──────── Information provided

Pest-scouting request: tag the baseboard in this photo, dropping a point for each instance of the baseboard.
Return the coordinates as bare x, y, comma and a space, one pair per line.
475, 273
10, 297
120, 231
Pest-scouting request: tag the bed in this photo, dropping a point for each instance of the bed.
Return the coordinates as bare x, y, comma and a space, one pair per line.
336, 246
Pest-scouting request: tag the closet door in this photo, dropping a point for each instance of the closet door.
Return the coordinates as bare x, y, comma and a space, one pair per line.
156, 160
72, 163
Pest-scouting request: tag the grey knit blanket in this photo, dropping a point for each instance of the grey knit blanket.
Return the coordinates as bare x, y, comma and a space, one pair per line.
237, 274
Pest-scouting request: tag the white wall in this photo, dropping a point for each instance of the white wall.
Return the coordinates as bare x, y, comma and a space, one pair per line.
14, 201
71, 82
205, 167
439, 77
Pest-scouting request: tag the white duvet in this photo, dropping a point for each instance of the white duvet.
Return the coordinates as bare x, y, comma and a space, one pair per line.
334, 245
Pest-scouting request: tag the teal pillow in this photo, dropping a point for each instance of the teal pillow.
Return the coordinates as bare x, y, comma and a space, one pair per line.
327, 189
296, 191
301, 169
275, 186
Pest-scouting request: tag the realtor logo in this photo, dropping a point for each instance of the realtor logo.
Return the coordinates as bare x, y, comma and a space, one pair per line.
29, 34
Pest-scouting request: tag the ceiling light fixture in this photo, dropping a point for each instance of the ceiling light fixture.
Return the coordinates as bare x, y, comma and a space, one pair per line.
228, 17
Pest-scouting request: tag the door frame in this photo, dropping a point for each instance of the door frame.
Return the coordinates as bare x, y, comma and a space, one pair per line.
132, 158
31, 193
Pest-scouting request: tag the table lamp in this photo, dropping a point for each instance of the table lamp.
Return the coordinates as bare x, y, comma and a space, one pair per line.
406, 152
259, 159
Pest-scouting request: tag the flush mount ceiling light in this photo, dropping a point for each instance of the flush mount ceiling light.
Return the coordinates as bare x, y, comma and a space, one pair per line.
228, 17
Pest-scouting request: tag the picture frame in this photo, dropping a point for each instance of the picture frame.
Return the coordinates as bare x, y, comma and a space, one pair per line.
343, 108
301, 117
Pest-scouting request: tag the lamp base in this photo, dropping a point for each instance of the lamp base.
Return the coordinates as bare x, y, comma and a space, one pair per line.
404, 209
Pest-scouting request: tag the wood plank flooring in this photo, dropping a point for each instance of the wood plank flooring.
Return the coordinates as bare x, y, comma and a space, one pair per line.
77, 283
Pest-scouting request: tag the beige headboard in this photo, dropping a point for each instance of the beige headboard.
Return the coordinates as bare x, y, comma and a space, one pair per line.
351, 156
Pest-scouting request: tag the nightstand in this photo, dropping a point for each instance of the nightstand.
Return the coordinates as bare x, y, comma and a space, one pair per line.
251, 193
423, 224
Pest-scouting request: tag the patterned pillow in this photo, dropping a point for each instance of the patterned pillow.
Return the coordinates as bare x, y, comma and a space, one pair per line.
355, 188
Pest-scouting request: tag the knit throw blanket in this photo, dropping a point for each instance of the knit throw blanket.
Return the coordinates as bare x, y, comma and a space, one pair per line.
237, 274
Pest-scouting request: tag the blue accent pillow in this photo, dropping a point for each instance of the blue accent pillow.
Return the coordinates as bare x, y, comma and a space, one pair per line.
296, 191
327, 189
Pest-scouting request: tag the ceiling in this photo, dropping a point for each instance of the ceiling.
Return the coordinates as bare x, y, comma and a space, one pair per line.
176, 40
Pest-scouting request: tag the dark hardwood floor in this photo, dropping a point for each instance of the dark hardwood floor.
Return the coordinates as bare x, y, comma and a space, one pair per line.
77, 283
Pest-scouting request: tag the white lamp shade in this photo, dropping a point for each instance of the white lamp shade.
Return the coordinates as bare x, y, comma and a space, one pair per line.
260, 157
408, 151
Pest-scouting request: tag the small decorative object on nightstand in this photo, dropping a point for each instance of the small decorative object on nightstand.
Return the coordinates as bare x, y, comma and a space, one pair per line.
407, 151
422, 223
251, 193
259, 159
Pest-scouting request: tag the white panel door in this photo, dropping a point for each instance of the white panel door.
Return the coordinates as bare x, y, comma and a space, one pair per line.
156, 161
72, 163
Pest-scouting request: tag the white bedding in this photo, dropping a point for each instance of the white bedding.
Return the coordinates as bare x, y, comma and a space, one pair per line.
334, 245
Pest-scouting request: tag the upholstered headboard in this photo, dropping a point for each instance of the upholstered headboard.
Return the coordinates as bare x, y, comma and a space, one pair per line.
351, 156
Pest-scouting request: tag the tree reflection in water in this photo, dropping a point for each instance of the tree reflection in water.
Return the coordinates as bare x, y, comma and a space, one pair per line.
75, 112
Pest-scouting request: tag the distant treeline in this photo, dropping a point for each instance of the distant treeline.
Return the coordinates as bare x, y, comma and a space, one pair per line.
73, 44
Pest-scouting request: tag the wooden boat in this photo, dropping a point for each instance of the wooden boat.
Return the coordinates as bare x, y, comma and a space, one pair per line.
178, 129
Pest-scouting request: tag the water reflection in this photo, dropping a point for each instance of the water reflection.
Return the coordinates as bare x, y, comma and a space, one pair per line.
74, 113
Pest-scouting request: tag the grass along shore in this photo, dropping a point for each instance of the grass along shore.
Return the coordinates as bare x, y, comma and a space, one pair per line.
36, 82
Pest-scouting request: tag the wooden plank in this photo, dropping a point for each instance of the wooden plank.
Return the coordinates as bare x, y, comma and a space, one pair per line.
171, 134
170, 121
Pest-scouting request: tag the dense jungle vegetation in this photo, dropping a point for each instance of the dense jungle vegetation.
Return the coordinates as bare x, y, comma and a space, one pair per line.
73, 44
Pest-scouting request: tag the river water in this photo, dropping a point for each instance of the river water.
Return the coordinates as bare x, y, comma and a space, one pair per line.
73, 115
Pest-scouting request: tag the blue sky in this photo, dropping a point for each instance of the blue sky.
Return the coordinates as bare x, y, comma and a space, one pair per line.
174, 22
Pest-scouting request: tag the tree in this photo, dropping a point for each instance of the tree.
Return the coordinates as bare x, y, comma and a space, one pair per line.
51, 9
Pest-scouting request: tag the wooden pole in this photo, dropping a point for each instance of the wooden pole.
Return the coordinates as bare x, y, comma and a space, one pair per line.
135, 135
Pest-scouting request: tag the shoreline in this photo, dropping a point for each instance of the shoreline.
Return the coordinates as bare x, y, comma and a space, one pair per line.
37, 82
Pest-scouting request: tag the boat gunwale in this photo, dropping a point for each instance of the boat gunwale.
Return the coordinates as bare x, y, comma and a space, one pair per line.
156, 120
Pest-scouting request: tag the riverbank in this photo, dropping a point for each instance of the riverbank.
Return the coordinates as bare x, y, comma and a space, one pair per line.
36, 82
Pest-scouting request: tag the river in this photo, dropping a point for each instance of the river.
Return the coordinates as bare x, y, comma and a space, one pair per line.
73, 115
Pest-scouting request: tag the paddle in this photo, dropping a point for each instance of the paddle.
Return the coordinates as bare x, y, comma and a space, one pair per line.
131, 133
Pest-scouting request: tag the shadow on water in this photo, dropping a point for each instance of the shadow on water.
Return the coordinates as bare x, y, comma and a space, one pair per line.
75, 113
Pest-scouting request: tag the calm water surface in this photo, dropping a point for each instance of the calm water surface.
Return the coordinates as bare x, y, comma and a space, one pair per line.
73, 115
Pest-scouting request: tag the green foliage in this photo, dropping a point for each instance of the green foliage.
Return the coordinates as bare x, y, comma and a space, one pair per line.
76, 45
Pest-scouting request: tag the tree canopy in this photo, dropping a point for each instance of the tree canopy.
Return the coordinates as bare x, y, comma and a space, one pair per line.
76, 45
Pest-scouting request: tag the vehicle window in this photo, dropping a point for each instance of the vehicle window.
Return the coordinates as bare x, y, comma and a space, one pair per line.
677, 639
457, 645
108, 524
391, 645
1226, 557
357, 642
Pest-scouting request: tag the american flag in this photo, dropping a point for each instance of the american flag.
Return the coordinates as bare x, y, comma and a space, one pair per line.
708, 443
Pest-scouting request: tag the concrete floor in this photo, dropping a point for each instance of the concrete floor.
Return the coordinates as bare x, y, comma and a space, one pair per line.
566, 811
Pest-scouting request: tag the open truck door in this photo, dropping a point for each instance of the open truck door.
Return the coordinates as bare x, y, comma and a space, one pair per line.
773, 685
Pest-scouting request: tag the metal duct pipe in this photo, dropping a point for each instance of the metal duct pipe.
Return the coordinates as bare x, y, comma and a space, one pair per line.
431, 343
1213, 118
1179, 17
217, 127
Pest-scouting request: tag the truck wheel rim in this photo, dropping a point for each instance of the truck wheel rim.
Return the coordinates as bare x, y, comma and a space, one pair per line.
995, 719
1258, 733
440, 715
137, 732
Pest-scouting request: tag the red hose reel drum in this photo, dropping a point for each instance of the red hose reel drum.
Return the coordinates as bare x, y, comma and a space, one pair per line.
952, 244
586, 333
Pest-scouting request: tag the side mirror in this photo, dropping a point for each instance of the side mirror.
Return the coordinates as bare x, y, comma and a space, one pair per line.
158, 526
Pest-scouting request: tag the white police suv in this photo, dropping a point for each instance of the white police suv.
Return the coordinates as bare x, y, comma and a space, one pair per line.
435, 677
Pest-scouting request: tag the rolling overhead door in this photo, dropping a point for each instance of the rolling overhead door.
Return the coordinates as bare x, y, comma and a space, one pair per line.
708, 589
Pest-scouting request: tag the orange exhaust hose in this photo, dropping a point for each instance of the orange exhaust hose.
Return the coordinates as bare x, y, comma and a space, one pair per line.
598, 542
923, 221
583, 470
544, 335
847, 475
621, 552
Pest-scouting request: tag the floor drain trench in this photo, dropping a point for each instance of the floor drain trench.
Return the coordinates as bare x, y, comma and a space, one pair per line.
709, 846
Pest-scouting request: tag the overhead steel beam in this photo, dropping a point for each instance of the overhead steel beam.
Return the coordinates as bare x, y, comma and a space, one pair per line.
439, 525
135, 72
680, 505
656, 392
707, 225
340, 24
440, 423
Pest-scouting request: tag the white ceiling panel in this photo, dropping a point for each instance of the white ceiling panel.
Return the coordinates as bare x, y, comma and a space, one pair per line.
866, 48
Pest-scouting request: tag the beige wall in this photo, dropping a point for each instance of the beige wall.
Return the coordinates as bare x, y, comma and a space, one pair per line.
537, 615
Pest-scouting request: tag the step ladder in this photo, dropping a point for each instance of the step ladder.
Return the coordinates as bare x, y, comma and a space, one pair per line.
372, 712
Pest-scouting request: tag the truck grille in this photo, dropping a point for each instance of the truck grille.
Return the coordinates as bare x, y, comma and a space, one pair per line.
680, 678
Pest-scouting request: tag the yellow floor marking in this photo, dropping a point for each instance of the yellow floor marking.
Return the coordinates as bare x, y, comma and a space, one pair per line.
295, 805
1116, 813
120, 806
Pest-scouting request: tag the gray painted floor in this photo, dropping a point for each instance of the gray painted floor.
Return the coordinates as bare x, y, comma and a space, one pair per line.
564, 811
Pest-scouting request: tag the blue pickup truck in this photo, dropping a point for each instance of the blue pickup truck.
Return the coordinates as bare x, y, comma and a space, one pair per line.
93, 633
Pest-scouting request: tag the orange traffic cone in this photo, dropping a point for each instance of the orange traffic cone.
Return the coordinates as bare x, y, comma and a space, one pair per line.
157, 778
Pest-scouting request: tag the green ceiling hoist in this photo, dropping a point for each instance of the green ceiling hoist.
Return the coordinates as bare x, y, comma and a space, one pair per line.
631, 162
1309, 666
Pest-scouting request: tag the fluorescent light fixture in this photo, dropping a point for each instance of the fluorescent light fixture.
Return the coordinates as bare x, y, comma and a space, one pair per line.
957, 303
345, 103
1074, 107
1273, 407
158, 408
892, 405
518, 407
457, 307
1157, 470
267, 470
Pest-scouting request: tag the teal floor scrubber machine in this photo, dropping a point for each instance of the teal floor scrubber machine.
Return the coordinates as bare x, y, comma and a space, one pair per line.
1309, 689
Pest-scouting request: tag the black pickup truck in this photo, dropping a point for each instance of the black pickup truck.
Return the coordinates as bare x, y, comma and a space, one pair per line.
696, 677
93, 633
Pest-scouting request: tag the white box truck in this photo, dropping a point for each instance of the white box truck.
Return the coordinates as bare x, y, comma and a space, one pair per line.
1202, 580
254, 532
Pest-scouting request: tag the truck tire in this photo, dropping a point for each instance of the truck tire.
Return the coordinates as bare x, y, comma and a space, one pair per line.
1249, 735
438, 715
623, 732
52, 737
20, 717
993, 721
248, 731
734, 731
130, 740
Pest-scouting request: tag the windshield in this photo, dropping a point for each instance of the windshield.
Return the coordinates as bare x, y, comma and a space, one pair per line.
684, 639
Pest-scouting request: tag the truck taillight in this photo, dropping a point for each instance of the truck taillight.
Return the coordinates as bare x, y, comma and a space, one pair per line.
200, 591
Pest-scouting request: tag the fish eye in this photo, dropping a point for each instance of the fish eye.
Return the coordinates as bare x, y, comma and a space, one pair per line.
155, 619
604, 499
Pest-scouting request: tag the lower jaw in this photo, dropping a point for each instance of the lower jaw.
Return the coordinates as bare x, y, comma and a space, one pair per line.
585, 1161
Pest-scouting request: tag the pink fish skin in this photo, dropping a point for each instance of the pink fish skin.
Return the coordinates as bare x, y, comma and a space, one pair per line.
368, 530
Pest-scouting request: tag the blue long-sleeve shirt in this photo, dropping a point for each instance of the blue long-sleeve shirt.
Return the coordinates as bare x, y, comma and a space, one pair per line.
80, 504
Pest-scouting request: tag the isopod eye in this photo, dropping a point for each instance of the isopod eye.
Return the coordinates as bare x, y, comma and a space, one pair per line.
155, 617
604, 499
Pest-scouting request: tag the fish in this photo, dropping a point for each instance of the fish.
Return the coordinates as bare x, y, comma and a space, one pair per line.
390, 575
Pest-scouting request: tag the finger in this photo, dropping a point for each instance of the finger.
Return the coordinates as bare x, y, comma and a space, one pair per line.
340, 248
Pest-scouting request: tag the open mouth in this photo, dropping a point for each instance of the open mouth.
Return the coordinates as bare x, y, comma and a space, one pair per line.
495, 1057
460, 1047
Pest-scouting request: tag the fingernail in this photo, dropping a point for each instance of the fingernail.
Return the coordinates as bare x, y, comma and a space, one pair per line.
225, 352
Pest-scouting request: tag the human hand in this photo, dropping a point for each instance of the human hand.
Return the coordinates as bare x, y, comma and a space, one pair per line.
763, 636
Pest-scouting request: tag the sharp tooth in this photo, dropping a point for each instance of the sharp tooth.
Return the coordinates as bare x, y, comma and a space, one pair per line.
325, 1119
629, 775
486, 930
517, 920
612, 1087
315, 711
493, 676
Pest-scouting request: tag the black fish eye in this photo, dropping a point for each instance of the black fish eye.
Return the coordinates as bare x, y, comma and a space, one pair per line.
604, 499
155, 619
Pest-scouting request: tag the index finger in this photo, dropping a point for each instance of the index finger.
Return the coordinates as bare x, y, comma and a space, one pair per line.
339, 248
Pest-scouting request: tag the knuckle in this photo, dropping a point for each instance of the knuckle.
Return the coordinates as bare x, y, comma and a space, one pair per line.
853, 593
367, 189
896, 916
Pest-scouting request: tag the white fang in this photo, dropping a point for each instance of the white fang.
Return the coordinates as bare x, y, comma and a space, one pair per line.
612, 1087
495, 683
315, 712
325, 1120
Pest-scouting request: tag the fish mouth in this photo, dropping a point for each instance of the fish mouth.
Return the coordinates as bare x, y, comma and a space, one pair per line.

────────────────

◆ The task
Every line from the one containing "Pest-scouting request: tag the index" through the last line of the entries must be written out verbatim, and no other line.

◆ Complete answer
Pest-scouting request: tag the index finger in this photo, dropping a point for each instance of the index finger.
Return the coordinates as bare x, y, comma and a space, one pair per line.
339, 248
Pest-scouting request: tag the knuckle in this photo, dropping a point for each instance of the knuckle.
Return the coordinates as bare x, y, comma and a space, one pair per line.
853, 593
367, 189
896, 916
Pest-scouting request: tag the white fang in this photo, dropping a point for each instance of the white fang.
Return the coordinates as bare x, y, comma and a space, one pair per line.
612, 1087
495, 683
315, 712
325, 1120
Pest-scouting request: tag the fish mouth in this photo, dropping a point for each instance of the fish mouth.
Return the coordinates as bare x, y, comma and a space, one pair per line.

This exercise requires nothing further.